*TASK 1*
Please reproduce the Raisio passage below from "For Microsoft, Raisio" up to and including "some of them.".
*TASK 2*
Using the Raisio passage below, explain in one to three sentences why the E5 license is called a prerequisite for responsible AI adoption in regulated sectors.
*TASK 3*
According to the Raisio passage below, which Microsoft 365 license tier does the city run?

*SOURCE PASSAGE*
Implications for the Windows Enterprise Ecosystem

Raisio’s experience offers a valuable blueprint for other Windows‑centric organizations contemplating Copilot. The city runs a standard Microsoft 365 E5 environment—the license tier that includes advanced security, compliance, and analytics features. Many of the governance controls essential to Raisio’s trust framework (e.g., DLP, sensitivity labels, communication compliance) are only fully realized in E5, underscoring the license’s role as a prerequisite for responsible AI adoption in regulated sectors.

For Microsoft, Raisio is a case study that could influence future product roadmaps. Public sector customers have been vocal about the need for more granular audit logging of Copilot activities, clearer user consent models, and tools that allow compliance officers to simulate “what if” scenarios—for instance, “what would Copilot reveal if an employee asked about a specific citizen?” Microsoft has acknowledged these requests, and the upcoming Purview compliance portal updates are expected to address some of them.

*SUPPLIED INFORMATION*
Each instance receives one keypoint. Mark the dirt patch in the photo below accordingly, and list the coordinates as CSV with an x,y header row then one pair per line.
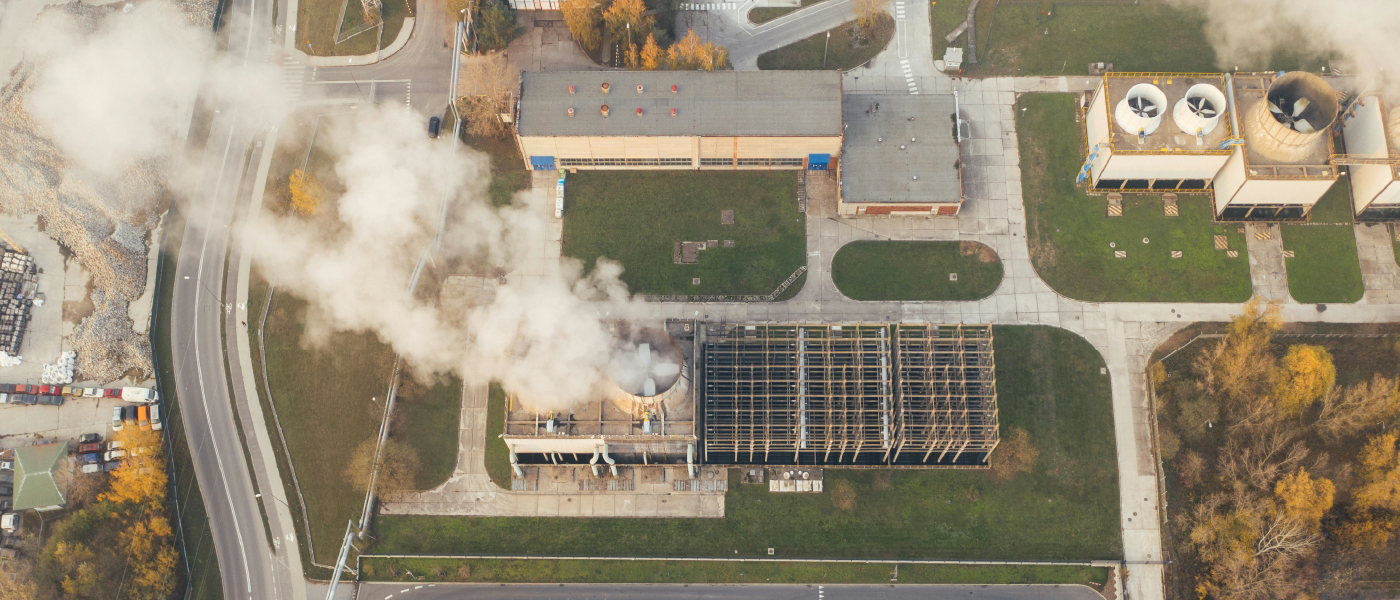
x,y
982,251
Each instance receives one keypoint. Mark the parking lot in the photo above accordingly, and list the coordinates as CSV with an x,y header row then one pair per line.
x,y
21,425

*WRITTEN ANSWER 1*
For Microsoft, Raisio is a case study that could influence future product roadmaps. Public sector customers have been vocal about the need for more granular audit logging of Copilot activities, clearer user consent models, and tools that allow compliance officers to simulate “what if” scenarios—for instance, “what would Copilot reveal if an employee asked about a specific citizen?” Microsoft has acknowledged these requests, and the upcoming Purview compliance portal updates are expected to address some of them.

*WRITTEN ANSWER 2*
Many of the governance controls essential to Raisio's trust framework, such as DLP, sensitivity labels and communication compliance, are only fully realized in E5. That makes the license tier a prerequisite for responsible AI adoption in regulated sectors.

*WRITTEN ANSWER 3*
Microsoft 365 E5